## DATA RECORDS
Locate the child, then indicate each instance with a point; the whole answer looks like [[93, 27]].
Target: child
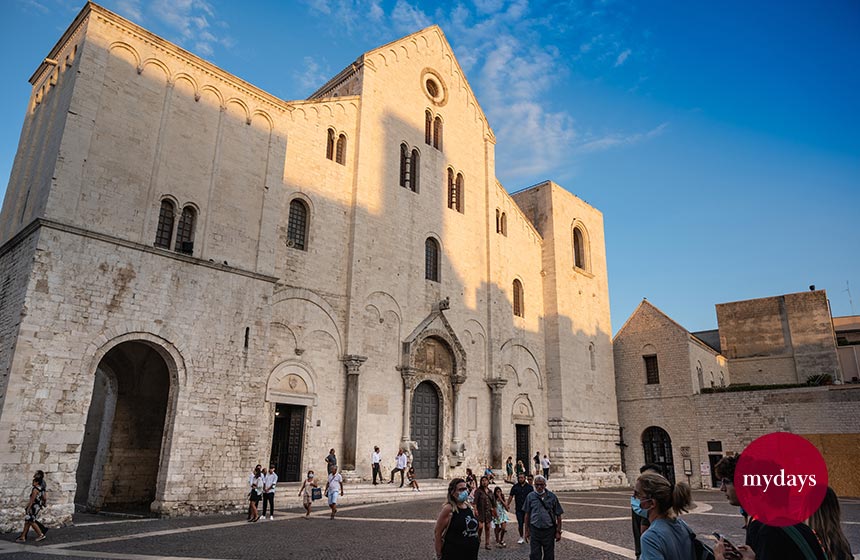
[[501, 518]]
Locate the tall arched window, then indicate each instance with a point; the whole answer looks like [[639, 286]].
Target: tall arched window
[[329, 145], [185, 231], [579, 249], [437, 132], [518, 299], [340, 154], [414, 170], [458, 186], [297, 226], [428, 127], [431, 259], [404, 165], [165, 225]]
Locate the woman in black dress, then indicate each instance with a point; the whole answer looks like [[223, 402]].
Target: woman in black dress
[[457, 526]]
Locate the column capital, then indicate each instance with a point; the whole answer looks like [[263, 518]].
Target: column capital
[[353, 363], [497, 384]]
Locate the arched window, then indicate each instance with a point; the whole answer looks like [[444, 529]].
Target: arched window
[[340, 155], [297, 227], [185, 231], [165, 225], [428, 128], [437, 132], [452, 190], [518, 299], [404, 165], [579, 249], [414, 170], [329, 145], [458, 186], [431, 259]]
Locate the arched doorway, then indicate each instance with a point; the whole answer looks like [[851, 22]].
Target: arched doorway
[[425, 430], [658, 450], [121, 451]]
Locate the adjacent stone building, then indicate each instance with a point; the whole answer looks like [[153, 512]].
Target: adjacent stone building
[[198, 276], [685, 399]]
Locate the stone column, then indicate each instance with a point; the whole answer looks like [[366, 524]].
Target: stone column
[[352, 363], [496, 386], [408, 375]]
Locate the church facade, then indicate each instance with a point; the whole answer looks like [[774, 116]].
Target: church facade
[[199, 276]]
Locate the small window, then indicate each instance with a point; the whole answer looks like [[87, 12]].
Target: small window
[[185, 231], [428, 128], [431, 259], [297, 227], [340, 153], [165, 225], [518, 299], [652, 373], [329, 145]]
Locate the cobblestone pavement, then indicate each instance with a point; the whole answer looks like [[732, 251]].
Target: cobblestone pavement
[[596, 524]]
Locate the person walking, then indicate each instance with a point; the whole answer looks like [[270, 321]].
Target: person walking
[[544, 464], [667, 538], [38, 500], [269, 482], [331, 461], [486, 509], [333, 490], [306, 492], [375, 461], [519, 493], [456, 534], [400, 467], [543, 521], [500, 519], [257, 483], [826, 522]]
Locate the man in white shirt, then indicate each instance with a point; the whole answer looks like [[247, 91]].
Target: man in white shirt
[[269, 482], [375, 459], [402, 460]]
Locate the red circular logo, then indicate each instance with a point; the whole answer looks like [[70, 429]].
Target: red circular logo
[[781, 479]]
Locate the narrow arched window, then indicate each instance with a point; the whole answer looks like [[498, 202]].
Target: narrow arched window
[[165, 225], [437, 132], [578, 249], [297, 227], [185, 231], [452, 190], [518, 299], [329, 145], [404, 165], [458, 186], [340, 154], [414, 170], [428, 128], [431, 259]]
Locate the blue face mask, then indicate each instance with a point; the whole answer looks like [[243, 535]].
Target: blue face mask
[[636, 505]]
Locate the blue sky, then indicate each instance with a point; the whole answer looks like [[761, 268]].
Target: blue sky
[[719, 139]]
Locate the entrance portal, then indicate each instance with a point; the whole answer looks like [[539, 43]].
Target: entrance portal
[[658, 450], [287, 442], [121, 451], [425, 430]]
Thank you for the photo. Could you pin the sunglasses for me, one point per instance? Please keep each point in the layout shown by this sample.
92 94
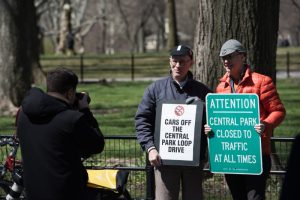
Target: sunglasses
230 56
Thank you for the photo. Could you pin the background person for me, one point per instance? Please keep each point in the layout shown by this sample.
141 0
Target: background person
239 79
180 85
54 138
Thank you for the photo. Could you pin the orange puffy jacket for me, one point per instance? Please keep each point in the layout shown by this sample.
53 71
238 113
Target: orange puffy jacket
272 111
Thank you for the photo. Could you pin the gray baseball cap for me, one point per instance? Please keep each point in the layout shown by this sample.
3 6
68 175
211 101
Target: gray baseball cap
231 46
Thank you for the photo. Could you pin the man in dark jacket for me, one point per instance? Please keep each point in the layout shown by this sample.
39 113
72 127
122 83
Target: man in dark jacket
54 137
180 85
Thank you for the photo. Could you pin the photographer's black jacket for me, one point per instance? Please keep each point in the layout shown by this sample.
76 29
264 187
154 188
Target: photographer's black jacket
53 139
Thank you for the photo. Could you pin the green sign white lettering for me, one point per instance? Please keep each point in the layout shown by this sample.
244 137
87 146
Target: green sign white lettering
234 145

...

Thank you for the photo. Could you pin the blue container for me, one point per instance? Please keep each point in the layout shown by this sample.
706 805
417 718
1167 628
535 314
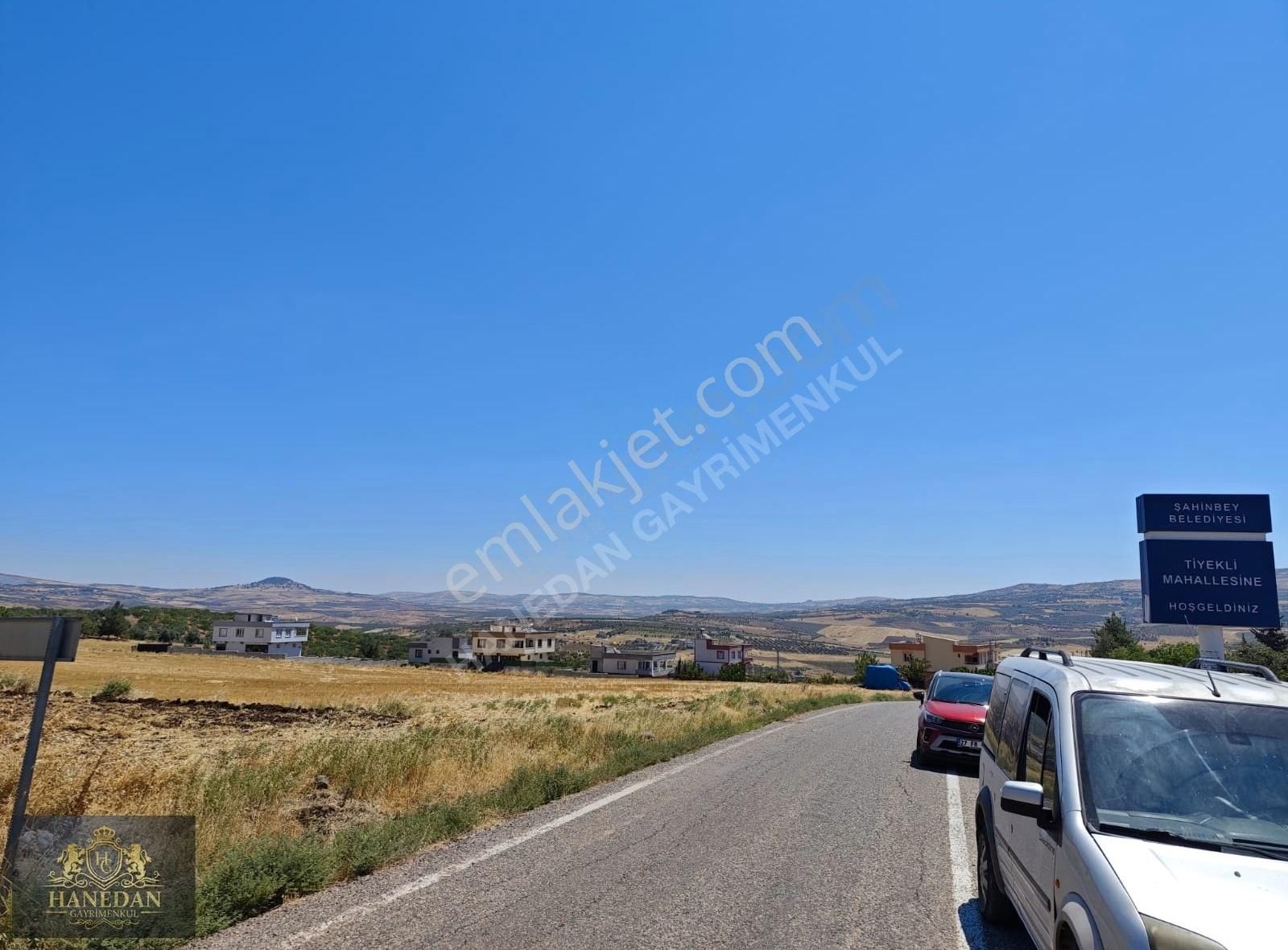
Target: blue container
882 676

## THE PROBLEM
Search the material above for the string "shown". Show every line that holds it.

## SOLUTION FOR THIS PROBLEM
Thank you for the photo. Could you pin the sunglasses for me, one point per instance? Please keep each point in the layout shown by this sample.
Thank you for the photo. Could you pin the background person for me, one point per instance? Please keep each point in the layout shown by this sample.
Thank you for the photo. Could you pin the orange puffy jacket for me, one point per instance? Please keep each point in the layout shown by this sample.
Thank you for the photo. Could you pin the gray baseball cap for me, one point per instance? Please keep each point in the layout shown by this sample.
Thank you for the photo. Could you pin the man in dark jacket for me, one point per instance? Please keep each point in the layout shown by this sample.
Thank you for the photo. Could you pin the photographer's black jacket for me, one point per instance? Please keep each point in the layout shown by this sample.
Thank you for the photo. Could you pin the green sign white lettering for me, one point per instance? Please keep each point in the layout shown by this sample.
Thank you for the photo. Could you pin the blue container for me, one point per instance? Please keep each point in the layout shown by this sample.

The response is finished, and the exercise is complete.